>> BEGIN Data for processing

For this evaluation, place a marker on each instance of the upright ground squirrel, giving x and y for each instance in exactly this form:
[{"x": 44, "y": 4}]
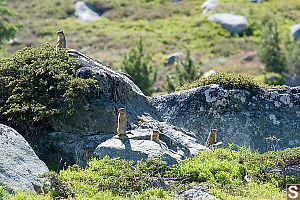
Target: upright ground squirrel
[
  {"x": 211, "y": 137},
  {"x": 61, "y": 40},
  {"x": 121, "y": 122}
]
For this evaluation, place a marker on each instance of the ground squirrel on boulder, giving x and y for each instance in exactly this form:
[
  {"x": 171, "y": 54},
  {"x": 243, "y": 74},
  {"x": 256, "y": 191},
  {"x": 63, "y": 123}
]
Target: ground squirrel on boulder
[
  {"x": 211, "y": 137},
  {"x": 121, "y": 122},
  {"x": 61, "y": 40}
]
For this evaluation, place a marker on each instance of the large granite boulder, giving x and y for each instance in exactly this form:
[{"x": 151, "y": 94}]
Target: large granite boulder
[
  {"x": 97, "y": 126},
  {"x": 295, "y": 30},
  {"x": 184, "y": 119},
  {"x": 85, "y": 12},
  {"x": 209, "y": 5},
  {"x": 245, "y": 117},
  {"x": 19, "y": 165},
  {"x": 230, "y": 22}
]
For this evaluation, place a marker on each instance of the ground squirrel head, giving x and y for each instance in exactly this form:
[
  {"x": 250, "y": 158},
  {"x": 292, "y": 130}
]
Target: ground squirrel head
[
  {"x": 213, "y": 131},
  {"x": 121, "y": 110}
]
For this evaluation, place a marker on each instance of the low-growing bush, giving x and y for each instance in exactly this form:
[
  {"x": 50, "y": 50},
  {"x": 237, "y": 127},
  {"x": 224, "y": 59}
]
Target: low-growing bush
[
  {"x": 38, "y": 84},
  {"x": 231, "y": 80}
]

>> END Data for processing

Exercise objective
Retype the material above line for line, keeping every character as it appears, but leave out the picture.

Complete output
For this evaluation, place a marker on each instance of the upright ground squirrel, giving x and y for each instance in exactly this form:
[{"x": 44, "y": 4}]
Target: upright ground squirrel
[
  {"x": 211, "y": 137},
  {"x": 61, "y": 40},
  {"x": 121, "y": 122}
]
For this evaluation, place a marker on each instance of the ground squirrel on boulder, giving x and y for each instance in exactly this form:
[
  {"x": 171, "y": 54},
  {"x": 243, "y": 74},
  {"x": 256, "y": 191},
  {"x": 63, "y": 123}
]
Target: ground squirrel on boulder
[
  {"x": 211, "y": 137},
  {"x": 121, "y": 122},
  {"x": 61, "y": 40}
]
For this evaluation, place a marker on each instance of the large granite boulder, giving x and y for each instance in exactly this form:
[{"x": 151, "y": 94}]
Target: large granite boulder
[
  {"x": 97, "y": 126},
  {"x": 295, "y": 30},
  {"x": 184, "y": 119},
  {"x": 85, "y": 12},
  {"x": 209, "y": 5},
  {"x": 245, "y": 117},
  {"x": 19, "y": 165},
  {"x": 230, "y": 22}
]
For this evaluation, place a marker on each instance of the ground squirrel head, giving x and y for each instance in exactly this form:
[
  {"x": 250, "y": 158},
  {"x": 292, "y": 130}
]
Target: ground squirrel head
[
  {"x": 213, "y": 131},
  {"x": 121, "y": 110}
]
For this evaluation, place a marker on each instance of the low-growing bush, giving x and y for each instance in exactly this form:
[
  {"x": 50, "y": 50},
  {"x": 237, "y": 127},
  {"x": 224, "y": 59}
]
Target: low-growing bush
[
  {"x": 38, "y": 84},
  {"x": 231, "y": 80}
]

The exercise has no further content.